### Quellenauszug:

Wie oben gezeigt, gehört zur sittlichen Gemütsstimmung die Grundgestimmtheit der Ruhe. Nun ist Ruhe in der Schulstube in den letzten Jahren in Verruf geraten, sie wird von vielen vorschnell als Friedhofsruhe beargwöhnt und als Produkt einer autoritären Führung gewertet. Pestalozzi geht es aber um anderes, nämlich um ein inneres Beruhigtsein, um eine Art von Gelassenheit, in welcher warmherzige menschliche Begegnungen, Verständnis für die Schwierigkeiten des andern, Anteilnahme an seinen Freuden und Leiden wie von selbst gedeihen. Diese Ruhe ist wiederum weitgehend eine Folge der innern Ruhe des Lehrers. Wenn es ihm gelingt, sie stets wieder neu zu finden und die Schüler von ihrem Seelengrund her zu beruhigen, so kann er gewiss sein, dass all das, was in seiner Schulstube geschieht, in seinem Wesen auch innere Anschauung ist.

Gespeicherte Dateneinträge:
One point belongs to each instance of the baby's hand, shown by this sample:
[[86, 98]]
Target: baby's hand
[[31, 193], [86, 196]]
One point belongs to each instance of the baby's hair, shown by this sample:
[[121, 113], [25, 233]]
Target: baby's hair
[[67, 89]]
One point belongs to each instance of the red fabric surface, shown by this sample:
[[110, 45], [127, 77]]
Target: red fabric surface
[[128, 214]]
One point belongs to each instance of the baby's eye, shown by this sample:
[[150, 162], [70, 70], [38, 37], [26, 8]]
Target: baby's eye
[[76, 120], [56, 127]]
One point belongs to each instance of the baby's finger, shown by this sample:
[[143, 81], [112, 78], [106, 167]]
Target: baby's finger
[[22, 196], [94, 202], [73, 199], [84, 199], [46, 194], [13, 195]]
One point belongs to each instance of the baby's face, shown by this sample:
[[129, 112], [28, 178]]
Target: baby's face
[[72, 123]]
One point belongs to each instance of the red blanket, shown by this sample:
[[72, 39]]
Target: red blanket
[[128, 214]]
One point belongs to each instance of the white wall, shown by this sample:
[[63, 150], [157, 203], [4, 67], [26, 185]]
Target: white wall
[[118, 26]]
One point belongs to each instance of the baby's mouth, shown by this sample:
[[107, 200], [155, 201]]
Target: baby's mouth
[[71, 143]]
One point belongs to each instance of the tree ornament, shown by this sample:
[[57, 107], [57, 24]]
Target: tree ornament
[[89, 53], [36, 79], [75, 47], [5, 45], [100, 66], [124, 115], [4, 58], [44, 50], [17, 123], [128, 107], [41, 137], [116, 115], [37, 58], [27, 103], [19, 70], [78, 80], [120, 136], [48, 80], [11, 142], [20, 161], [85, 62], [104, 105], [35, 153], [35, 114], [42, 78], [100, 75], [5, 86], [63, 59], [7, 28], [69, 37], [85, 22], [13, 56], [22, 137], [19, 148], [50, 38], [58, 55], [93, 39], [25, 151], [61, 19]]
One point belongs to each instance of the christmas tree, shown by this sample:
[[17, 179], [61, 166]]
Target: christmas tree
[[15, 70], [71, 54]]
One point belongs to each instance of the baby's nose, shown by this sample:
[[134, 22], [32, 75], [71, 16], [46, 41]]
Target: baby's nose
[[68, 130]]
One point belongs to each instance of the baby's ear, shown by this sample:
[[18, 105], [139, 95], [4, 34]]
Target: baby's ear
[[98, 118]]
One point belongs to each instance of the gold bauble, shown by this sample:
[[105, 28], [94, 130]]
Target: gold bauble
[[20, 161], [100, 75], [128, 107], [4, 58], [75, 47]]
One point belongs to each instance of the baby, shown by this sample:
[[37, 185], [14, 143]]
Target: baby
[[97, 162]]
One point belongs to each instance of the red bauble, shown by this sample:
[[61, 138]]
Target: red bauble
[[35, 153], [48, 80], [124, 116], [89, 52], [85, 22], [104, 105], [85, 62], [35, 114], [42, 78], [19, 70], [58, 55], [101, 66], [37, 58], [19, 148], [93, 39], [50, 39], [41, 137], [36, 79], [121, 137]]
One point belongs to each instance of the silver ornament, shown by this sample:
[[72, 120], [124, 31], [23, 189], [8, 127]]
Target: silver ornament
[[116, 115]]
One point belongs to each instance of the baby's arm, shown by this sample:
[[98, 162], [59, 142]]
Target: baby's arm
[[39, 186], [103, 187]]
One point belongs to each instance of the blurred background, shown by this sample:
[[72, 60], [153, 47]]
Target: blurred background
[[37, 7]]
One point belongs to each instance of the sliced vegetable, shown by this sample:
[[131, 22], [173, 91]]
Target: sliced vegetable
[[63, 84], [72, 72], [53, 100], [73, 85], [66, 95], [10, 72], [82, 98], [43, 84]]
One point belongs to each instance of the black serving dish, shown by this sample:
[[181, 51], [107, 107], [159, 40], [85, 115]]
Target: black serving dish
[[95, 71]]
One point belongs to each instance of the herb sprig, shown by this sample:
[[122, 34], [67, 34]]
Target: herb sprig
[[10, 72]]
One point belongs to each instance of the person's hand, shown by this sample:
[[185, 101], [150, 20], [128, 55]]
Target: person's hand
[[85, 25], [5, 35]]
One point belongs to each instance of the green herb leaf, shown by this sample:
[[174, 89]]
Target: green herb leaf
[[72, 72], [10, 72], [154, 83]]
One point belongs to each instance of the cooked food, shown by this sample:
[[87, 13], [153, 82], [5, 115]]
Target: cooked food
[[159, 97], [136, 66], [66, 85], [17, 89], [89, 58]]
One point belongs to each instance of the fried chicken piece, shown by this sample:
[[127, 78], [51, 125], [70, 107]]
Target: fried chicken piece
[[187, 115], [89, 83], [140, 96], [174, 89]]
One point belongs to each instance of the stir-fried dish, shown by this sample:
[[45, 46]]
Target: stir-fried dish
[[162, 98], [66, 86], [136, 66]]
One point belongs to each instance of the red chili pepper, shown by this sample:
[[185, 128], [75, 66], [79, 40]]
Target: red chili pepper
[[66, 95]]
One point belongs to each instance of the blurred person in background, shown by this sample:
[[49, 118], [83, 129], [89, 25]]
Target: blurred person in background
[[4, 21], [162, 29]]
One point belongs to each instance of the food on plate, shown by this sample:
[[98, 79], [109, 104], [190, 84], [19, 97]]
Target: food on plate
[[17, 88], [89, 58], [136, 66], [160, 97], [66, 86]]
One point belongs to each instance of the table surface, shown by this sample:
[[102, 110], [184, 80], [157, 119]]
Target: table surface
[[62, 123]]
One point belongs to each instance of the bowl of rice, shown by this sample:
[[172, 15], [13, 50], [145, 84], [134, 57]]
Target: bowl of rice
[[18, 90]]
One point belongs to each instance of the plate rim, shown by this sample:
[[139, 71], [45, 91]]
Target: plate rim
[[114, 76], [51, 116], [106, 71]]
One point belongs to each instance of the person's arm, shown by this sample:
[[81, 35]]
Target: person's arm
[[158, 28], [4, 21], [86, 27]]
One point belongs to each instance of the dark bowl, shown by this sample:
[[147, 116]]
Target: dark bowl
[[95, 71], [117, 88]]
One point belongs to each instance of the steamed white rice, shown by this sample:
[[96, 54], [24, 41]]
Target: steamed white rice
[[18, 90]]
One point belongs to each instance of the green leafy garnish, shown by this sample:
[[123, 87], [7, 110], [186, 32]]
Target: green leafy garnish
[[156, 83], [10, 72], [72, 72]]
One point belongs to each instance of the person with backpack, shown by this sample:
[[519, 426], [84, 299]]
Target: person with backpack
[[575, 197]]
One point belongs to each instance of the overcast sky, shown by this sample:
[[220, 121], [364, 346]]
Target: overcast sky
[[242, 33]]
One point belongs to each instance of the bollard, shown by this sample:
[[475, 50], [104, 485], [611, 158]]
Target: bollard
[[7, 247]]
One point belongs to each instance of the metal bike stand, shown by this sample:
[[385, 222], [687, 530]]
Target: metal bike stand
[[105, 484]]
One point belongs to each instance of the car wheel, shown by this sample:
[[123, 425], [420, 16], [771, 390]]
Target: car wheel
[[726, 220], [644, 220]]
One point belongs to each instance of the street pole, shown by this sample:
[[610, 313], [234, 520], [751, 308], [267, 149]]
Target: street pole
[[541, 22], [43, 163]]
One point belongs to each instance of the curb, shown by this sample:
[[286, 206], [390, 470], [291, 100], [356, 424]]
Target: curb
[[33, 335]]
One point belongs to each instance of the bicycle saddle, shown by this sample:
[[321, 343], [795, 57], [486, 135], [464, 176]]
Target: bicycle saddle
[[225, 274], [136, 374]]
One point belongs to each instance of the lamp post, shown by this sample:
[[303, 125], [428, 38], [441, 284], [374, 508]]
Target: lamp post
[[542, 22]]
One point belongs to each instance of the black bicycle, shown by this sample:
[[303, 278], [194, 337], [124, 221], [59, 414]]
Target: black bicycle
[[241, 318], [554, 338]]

### Deine Aufgabe:
Schreibe den Auszug über die Ruhe in der Schulstube nach seinem letzten Satz weiter. Die Zeilen braucht man hier nicht.

### Antwort:
8. Verbindung von innerer und äusserer Anschauung
Mag Pestalozzi auch die menschlichen Grundkräfte in Kopf, Herz und Hand unterteilen und dafür je eigene Entwicklungsgesetze entdecken, so geht ihm doch der Blick für die unteilbare Einheit des Menschen nicht verloren, ja die innere Harmonie des Menschen mit sich selbst ist ihm letztes Erziehungsziel. Innere und äussere Anschauung müssen daher in der Bildung mit Bedacht vereinigt werden. Pestalozzi hat diesen Gedanken sehr eindringlich und bildhaft in seiner tiefsinnigen Schrift ‚Über den Sinn des Gehörs in Hinsicht auf Menschenbildung durch Ton und Sprache‘ (1803/04) dargelegt. Darin fordert er von der Erziehung die Verbindung von Anschauung, Sprache und Liebe. Da im Begriff der äussern Anschauung bereits die Verbindung von Anschauung und Sprache mitenthalten ist, bedeutet die vorstehende Formel die Verbindung von äusserer und innerer Anschauung. Diese Verbindung bewirkt beim derart Erzogenen, dass seine Erkenntnisse (Kopf) und beruflichen Fertigkeiten (Hand) zum Mittel für die Liebe (Herz) werden.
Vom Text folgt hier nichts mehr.